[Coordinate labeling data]

==========

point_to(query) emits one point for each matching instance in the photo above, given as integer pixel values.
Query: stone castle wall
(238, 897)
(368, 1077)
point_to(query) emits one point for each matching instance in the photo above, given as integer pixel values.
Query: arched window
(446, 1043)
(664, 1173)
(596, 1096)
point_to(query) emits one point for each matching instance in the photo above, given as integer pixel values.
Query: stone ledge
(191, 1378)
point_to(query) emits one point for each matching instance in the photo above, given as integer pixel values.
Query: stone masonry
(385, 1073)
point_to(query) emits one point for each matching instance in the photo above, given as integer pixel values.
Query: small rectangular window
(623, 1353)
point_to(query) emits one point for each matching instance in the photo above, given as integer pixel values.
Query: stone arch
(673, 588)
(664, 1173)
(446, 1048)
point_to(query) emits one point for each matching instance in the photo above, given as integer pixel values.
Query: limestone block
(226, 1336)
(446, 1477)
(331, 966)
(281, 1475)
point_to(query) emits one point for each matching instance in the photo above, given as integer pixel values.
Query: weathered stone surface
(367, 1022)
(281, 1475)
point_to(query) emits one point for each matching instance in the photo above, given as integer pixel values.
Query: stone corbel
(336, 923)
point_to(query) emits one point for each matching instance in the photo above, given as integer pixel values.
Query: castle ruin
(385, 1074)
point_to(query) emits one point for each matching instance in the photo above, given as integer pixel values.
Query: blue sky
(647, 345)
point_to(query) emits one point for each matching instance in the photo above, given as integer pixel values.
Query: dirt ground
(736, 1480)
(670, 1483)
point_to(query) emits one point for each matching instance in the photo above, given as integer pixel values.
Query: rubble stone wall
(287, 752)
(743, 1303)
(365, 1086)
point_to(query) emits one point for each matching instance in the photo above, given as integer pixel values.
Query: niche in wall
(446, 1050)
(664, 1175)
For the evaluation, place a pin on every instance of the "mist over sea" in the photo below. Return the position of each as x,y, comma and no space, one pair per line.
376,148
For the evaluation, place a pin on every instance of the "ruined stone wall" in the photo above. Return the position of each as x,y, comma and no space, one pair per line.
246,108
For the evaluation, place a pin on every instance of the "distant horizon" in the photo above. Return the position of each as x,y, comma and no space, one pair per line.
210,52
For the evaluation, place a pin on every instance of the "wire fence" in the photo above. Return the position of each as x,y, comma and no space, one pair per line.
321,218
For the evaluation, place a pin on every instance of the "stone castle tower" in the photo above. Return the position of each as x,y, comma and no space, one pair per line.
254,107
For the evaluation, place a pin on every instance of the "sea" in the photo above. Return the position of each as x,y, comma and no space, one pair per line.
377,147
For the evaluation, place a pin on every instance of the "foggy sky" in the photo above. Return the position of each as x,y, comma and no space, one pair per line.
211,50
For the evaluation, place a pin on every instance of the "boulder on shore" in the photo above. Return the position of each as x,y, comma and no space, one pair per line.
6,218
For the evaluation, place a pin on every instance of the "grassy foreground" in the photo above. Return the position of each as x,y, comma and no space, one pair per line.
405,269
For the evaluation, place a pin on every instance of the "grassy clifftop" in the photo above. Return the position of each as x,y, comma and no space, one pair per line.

==========

--- EXERCISE BRIEF ---
Arrange everything from the start of the listing down to the line containing "(368, 1077)" as a numbered list, skipping any blank lines.

--- ANSWER ---
1. point_to(query) emits one point for each matching instance in the photo above, given as integer pixel values.
2. Query: stone castle wall
3. (238, 897)
4. (368, 1077)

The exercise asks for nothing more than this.